:: INFORMATION PROVIDED

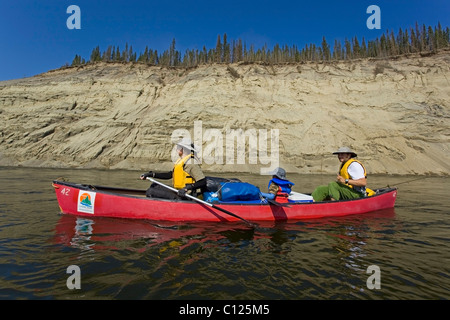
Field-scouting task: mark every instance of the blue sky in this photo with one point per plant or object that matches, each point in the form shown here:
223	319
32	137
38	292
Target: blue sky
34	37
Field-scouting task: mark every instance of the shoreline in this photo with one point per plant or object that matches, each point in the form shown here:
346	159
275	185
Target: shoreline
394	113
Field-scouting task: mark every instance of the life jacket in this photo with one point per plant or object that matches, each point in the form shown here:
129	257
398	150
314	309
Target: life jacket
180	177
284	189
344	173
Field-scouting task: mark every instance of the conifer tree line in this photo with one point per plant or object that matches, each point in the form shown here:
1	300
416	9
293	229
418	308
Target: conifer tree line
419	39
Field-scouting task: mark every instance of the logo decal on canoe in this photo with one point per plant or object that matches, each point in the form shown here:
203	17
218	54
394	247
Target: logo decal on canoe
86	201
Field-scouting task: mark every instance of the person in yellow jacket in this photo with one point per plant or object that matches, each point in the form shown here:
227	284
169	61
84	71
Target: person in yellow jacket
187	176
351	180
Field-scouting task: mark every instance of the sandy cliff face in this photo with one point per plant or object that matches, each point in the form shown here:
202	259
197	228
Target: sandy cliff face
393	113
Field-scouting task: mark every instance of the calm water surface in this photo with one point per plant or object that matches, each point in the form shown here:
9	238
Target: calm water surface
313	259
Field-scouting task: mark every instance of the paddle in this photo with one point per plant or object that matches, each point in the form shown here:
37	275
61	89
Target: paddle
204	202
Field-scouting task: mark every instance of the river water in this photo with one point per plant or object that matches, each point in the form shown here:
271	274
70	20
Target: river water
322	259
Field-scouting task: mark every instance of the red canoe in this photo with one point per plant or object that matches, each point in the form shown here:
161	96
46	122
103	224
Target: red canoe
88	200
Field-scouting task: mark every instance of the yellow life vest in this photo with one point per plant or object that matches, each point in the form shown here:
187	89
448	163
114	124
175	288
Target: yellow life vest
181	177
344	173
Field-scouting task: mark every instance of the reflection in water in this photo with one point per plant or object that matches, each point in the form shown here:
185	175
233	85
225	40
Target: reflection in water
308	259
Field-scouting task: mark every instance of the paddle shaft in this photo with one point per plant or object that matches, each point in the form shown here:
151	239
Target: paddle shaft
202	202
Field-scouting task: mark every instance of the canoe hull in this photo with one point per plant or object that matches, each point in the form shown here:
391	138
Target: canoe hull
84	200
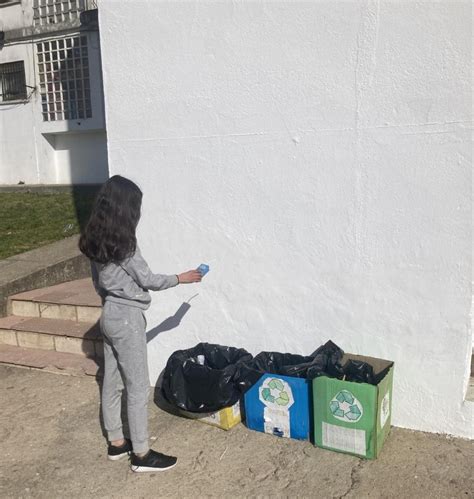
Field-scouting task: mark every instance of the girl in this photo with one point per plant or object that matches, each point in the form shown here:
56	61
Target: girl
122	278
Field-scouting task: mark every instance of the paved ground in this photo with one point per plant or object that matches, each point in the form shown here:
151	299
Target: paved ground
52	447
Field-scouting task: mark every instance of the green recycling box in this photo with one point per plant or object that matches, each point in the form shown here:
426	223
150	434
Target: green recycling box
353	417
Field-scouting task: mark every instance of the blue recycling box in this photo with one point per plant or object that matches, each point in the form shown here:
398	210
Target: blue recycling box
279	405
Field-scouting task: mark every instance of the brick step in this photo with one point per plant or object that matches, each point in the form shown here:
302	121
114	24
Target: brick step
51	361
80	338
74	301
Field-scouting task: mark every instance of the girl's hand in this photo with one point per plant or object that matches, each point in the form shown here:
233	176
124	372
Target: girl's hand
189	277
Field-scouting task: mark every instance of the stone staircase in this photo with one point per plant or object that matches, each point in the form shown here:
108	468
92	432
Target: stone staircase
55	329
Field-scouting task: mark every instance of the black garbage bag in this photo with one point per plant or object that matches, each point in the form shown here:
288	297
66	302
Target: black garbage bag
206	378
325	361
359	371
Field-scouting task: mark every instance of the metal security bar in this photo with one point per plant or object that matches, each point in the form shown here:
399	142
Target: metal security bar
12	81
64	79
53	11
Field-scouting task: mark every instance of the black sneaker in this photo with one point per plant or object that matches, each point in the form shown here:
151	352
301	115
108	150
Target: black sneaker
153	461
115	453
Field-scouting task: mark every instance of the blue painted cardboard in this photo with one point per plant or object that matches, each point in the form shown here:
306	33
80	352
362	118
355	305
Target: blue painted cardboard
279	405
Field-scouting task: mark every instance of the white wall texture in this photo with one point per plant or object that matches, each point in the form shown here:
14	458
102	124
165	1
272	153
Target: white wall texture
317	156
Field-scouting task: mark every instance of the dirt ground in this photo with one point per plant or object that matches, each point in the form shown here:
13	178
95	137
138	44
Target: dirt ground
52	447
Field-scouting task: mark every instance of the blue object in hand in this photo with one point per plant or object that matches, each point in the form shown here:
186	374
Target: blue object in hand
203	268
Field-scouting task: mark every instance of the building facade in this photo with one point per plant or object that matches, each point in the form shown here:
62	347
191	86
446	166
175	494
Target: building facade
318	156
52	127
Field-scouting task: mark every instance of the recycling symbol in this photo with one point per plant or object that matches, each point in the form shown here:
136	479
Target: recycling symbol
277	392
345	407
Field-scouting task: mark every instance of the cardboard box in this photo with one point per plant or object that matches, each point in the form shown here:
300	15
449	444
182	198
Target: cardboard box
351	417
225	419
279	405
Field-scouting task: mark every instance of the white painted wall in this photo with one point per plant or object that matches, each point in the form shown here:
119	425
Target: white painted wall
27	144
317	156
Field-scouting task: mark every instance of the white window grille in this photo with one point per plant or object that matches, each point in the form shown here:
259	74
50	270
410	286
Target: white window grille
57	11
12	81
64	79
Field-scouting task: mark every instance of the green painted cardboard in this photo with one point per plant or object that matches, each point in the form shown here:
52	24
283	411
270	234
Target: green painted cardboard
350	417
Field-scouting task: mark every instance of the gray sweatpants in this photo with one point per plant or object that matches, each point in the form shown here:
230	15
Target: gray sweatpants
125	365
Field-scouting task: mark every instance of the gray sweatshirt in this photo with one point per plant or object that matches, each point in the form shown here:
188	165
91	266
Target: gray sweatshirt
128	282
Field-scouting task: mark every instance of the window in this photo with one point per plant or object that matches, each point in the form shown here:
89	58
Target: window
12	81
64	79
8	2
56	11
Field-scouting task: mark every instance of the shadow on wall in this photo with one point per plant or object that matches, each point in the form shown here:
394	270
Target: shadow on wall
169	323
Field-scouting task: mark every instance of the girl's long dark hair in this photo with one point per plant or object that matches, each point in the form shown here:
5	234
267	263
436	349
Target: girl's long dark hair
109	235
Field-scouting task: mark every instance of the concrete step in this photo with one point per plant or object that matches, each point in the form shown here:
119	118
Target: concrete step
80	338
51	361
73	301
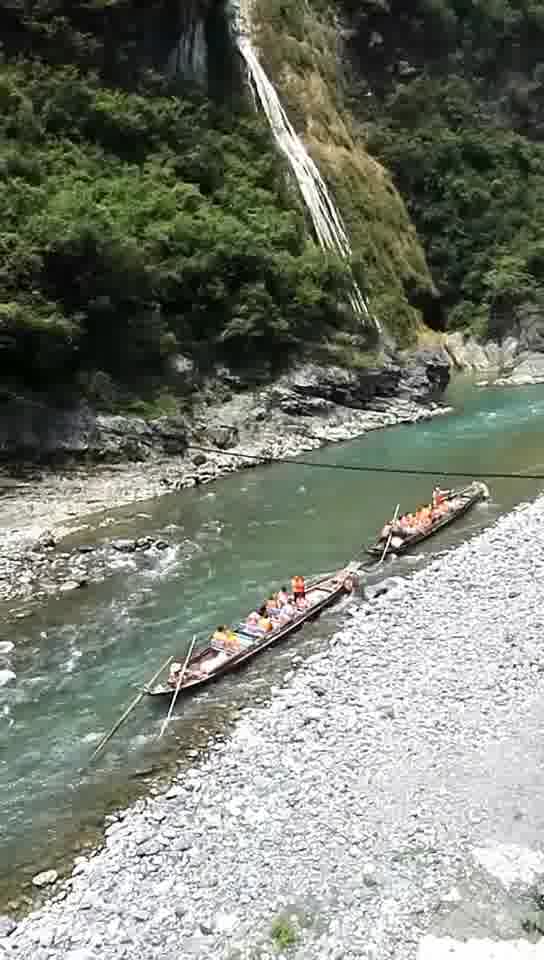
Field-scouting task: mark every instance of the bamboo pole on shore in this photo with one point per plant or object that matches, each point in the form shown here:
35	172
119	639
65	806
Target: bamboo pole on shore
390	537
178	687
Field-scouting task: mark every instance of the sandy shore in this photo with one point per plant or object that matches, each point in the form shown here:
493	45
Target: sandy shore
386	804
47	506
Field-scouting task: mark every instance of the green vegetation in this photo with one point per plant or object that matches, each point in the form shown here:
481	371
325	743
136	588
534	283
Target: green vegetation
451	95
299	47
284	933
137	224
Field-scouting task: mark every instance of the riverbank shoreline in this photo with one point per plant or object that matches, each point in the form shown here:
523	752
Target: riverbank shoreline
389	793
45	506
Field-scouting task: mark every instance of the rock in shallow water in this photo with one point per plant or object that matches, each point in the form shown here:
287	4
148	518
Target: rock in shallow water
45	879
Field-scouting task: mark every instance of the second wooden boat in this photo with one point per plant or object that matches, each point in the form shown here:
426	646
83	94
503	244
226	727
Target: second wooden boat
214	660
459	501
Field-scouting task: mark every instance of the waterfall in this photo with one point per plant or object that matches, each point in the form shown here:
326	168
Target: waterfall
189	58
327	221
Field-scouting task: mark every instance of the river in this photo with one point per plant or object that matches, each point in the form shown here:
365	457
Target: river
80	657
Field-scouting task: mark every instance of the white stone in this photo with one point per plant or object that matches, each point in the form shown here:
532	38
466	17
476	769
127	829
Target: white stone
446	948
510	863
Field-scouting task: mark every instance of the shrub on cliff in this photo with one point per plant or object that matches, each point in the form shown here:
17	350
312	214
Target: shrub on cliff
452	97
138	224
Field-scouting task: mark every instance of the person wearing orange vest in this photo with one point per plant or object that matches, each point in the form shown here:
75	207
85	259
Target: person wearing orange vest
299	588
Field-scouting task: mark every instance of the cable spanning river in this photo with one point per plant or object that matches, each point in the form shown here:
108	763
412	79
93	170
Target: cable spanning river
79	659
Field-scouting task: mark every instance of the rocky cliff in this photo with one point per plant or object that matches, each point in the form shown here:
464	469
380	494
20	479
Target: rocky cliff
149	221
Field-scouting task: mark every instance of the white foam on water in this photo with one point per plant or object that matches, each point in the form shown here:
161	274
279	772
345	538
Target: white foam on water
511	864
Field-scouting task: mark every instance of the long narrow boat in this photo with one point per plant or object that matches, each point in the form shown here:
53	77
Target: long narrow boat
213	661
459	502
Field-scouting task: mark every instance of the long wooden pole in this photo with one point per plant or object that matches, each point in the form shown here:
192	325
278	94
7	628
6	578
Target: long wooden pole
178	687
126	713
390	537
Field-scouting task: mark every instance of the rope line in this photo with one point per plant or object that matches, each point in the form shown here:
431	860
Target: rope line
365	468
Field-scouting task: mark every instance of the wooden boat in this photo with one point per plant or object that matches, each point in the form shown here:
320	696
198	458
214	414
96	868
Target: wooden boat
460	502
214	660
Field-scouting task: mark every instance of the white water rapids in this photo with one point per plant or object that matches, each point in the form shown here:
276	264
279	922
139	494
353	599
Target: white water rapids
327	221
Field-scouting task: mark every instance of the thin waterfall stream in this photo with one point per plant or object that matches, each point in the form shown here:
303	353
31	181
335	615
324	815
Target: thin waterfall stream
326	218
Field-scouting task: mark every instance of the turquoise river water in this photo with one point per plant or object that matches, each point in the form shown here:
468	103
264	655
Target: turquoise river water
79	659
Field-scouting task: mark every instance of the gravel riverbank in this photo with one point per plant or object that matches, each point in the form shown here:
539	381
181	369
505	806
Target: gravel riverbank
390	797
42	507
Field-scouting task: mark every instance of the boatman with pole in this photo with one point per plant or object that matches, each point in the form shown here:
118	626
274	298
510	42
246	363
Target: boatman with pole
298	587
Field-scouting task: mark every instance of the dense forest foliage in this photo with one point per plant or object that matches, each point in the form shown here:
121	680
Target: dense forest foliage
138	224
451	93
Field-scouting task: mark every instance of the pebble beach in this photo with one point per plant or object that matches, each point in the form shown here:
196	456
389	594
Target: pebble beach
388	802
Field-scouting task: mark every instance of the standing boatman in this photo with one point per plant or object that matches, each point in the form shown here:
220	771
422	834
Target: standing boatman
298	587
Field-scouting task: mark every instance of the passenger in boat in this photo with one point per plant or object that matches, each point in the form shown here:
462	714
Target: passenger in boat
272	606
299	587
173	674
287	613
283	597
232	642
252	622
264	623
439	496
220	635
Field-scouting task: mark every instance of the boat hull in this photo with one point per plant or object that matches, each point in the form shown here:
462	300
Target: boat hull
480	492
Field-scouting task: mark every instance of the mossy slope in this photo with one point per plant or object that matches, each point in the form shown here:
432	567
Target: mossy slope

::::

PROMPT →
Above are the records; copy exactly the lines from the one with "Field-scouting task: mark every instance of the pebble" through the final line.

EXERCISE ANSWER →
Field-scouting task: mark every instance of the pebble beach in this photo with one point per plant or object that matches, each point in the form shown here:
196	456
389	594
Target: pebble beach
388	802
Field-scouting task: mark every instance of the standing boatman in this photo with one point per plant or object that matches, each point in the form shown here:
220	771
422	834
Target: standing boatman
298	587
Field-scouting task: mark every instance of the passenger in boat in this photo with one point per plant or object that matches, each point in the form shown here:
462	714
Target: passenger in boat
272	606
299	587
173	674
287	613
283	597
232	642
252	622
264	623
439	496
220	635
Field-scouting task: mark every instance of the boat hull in this photo with one point per plant or object that matches, each point in the form shown here:
462	300
Target: boat hull
480	492
Field-scouting task: mark every instance of the mossy slope in this photo with one point per plant or object that matches, each point in the form shown here:
432	567
Target: mossy slope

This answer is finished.